> WHAT YOU NEED TO DO: Every line below that includes "several" counts toward the total. Report that total alone.

Stored data entries:
........
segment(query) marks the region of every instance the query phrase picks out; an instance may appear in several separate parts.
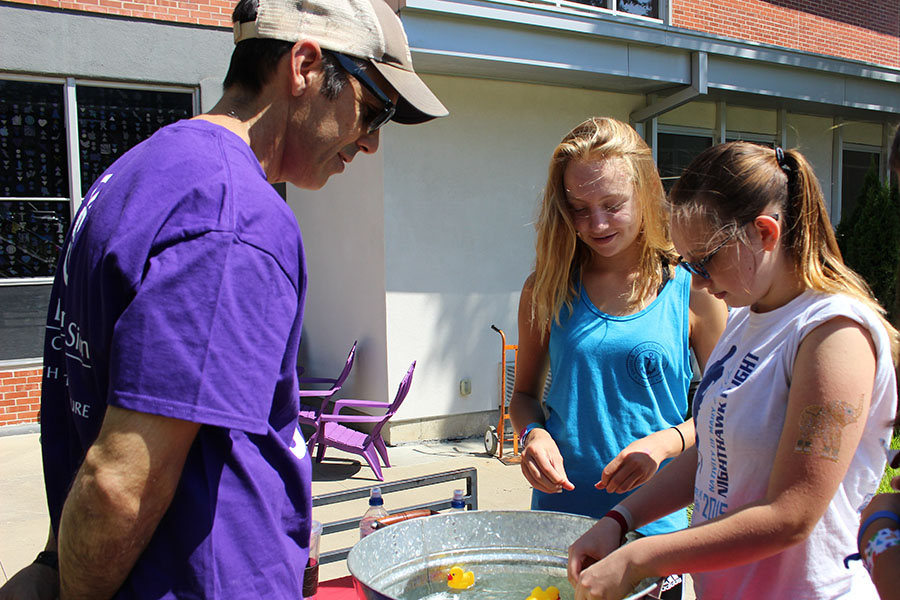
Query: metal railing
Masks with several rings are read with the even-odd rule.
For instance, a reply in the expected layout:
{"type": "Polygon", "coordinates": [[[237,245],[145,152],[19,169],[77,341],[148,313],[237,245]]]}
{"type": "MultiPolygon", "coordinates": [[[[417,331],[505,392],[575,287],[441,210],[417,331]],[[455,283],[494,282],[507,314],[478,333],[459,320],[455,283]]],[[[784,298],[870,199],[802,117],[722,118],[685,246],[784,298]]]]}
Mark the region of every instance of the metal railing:
{"type": "MultiPolygon", "coordinates": [[[[317,506],[326,506],[328,504],[336,504],[338,502],[347,502],[350,500],[358,500],[361,498],[368,498],[369,494],[372,491],[372,488],[379,487],[381,488],[382,496],[386,494],[390,494],[391,492],[400,492],[403,490],[411,490],[414,488],[422,488],[429,485],[437,485],[440,483],[446,483],[448,481],[457,481],[464,479],[466,481],[466,510],[478,510],[478,471],[476,471],[475,467],[467,467],[465,469],[454,469],[453,471],[442,471],[440,473],[433,473],[431,475],[423,475],[421,477],[413,477],[410,479],[401,479],[400,481],[394,481],[391,483],[379,483],[376,485],[370,485],[361,488],[354,488],[352,490],[344,490],[340,492],[331,492],[329,494],[321,494],[318,496],[313,496],[312,502],[313,507],[317,506]]],[[[397,511],[392,512],[405,512],[408,510],[418,510],[418,509],[431,509],[431,510],[445,510],[450,508],[450,498],[443,497],[440,500],[435,500],[433,502],[425,502],[423,504],[416,504],[414,506],[407,506],[406,508],[401,508],[397,511]]],[[[348,531],[350,529],[356,529],[359,527],[359,520],[361,515],[356,516],[352,519],[341,519],[339,521],[331,521],[328,523],[322,524],[322,535],[328,535],[330,533],[338,533],[341,531],[348,531]]],[[[340,560],[344,560],[347,558],[347,555],[350,553],[350,548],[340,548],[338,550],[331,550],[329,552],[323,552],[319,555],[319,564],[328,564],[337,562],[340,560]]]]}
........
> ANSWER BOX: 2